▶ СПИСОК ЗАДАНИЙ:
• a. Что, согласно тексту о блокаде Ленинграда, Гитлер на приеме 8 ноября 1941 года назвал своим приказом в отношении города?
• b. Пожалуйста, напишите продолжение текста о блокаде Ленинграда после его последнего предложения.

▶ ФРАГМЕНТ ТЕКСТА:
============================================================
75 лет назад была снята блокада Ленинграда. Три четверти века миновало с того памятного дня. Жизнь двух поколений. Узнав, что одна моя коллега пишет под псевдонимом «Таня Савичева», я решил полюбопытствовать: «Почему именно эти имя и фамилия? Ведь можно взять любые». «Нравится сочетание», - последовал незамутненный лишними знаниями ответ. «Вот так», - сказал внутри меня учитель истории, - вот уже и имя Таня Савичева ничего не говорит русской девушке»… Значит, Роберт Рождественский и сегодня прав в своих стихах: «Вспомним всех поименно, горем вспомним своим! Это нужно не павшим, это нужно живым!»
Второстепенный фронт?
Коли наши соотечественники не помнят о Ленинграде, несмотря на все напоминания, чего уж требовать с Европы, в которой коренного населения осталось не так много по сравнению с мигрантами? И потому в каждую круглую дату снятия блокады находится очередной специалист-западник, который упрекает Россию в чрезвычайно торжественных и воинственных мероприятиях, посвященных этому событию. Страдать и ужасаться советуют нам по западному образцу, да и вообще считают, что не стоит нам настолько выпячивать свое место в прошедших событиях. Для того чтобы понять Европу, надо прочитать книгу Йорга Ганценмюллера «Осажденный Ленинград в 1941-1944 годах. Место города в стратегии атакующих и защитников». Немецкий историк там достаточно любопытно подошел к интерпретации военных событий. Список городов, которых постигла катастрофа во время Второй мировой, у германцев чрезвычайно короткий. Дрезден - преступление англичан, Хиросима - преступление американцев, Сталинград - преступление собственно немцев. Всё! Ленинград в этот список не попадает, поскольку находится на северном фланге театра боевых действий и после провала блицкрига три года являет собой второстепенный фронт. Какое же здесь преступление? Так, лишь точка на карте, до которой дошли доблестные немецкие войска. Взять город не удалось из-за дурака Гитлера (тут уж постарались после войны мемуары выживших генералов), ведь это он в последнюю секунду буквально запретил 4 танковой группе немцев входить в южные окраины Ленинграда. И решение об осаде города целиком приписывается фюреру, который, как сказал фон Лееб, «действует, словно он заодно с русскими». Манштейн в своих мемуарах вообще напишет, что задача взять город была ему поставлена на 1942 год. Кое-каких пустяков он вообще не заметил: за длинную и холодную зиму 1941-42 годов его подчиненные писали об осаде, как о ежедневной битве, и подчеркивали внезапный яростный фанатизм, который мешал взятию города. В отличие от них Гитлер на приеме 8 ноября 1941года прямо сказал, что мог бы захватить Ленинград, но приказал уморить его голодом. Зная о положении в городе, солдаты вермахта выходили каждое утро, как на работу, на свои осадные позиции, чтобы продолжать расстреливать город артиллерией, авиацией. Просто 8 часов тяжкого труда.
============================================================
Фрагменты данных точечной разметки
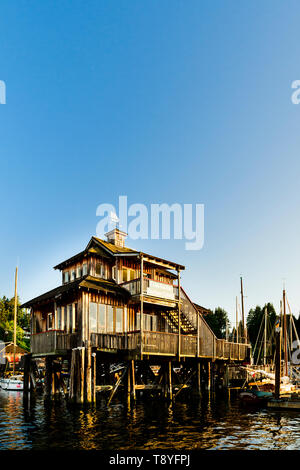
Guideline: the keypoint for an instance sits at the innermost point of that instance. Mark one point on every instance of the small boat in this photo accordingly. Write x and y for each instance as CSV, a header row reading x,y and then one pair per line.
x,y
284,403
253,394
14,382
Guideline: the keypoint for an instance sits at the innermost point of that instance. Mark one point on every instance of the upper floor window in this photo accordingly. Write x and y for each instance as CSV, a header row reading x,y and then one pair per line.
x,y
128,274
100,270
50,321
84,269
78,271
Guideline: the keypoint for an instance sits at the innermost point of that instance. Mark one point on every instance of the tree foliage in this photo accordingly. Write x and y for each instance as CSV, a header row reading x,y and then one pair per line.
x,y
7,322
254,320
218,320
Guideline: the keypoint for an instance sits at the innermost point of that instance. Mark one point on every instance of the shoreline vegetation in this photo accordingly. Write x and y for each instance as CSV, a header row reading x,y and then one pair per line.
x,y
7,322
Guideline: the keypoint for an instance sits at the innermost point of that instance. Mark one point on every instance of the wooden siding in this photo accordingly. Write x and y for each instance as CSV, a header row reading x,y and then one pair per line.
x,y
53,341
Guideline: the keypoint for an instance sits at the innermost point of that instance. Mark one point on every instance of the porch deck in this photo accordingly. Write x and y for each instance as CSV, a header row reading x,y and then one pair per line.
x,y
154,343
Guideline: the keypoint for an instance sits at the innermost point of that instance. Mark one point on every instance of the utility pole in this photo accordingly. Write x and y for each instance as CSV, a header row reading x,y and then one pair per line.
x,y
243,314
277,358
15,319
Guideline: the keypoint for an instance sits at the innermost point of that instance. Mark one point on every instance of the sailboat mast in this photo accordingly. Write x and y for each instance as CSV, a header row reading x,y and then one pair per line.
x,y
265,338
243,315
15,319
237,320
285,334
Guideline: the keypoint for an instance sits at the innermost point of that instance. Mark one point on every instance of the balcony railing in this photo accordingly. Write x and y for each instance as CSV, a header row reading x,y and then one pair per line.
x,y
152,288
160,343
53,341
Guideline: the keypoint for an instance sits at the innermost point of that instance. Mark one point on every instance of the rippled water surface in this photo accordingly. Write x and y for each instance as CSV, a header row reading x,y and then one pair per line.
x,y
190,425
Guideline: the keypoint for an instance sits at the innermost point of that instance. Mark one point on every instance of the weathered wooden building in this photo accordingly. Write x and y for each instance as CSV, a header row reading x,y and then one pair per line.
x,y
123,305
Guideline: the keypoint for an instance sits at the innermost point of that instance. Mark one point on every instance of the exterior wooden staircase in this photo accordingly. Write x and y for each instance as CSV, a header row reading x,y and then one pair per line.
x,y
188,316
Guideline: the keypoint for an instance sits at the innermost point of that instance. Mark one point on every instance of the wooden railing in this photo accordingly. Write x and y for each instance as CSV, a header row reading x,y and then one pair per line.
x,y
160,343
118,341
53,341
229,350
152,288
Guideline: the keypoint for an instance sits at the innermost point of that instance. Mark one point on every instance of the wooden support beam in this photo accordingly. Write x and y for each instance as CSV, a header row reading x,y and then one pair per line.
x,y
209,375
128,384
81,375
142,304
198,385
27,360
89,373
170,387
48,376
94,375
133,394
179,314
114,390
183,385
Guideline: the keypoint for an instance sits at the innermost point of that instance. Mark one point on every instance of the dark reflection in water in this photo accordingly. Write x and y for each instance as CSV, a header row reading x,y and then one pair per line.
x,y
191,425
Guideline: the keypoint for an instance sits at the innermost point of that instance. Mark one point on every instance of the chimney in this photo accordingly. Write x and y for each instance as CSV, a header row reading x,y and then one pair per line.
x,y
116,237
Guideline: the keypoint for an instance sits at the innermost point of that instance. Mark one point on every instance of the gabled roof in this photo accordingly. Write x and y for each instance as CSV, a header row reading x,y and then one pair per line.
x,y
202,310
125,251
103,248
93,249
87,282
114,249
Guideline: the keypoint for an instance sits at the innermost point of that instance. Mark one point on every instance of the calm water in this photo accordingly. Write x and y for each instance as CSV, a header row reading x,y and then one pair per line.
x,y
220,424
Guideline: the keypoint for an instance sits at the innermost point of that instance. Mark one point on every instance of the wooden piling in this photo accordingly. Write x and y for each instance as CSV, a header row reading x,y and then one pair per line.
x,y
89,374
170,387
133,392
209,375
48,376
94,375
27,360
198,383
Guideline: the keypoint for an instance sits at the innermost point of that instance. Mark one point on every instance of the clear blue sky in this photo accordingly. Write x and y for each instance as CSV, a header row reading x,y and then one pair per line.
============================================================
▶ ОТВЕТЫ:
• a. Уморить Ленинград голодом.

• b.
***
«Нам было хорошо известно бедственное положение с продуктами питания в Ленинграде. Мы часто обсуждали эту тему и всерьез опасались того, что городские власти погонят женщин и детей прямо на наши позиции. Стрелять в безоружных гражданских было бы немыслимо. В таком случае я бы просто накормил этих несчастных и отпустил обратно, убедившись в том, что противник в их числе не стал засылать к нам в тыл мужчин призывного возраста.
Примерно в то же время наша разведка узнала, что Красная Армия собирается запускать на наши позиции собак, обвешанных динамитом. (Собаки в блокадном Ленинграде? – Авт.) Несмотря на то, что таких собак у русских было крайне мало, начальство приказало нам отстреливать всех животных, приближавшихся к нашим позициям. Это был крайне неприятный приказ для большинства из нас, но мы были вынуждены его выполнять. Со временем война ожесточает человеческие сердца и заставляет совершать зверские поступки, о которых вы даже не помышляли в мирной жизни».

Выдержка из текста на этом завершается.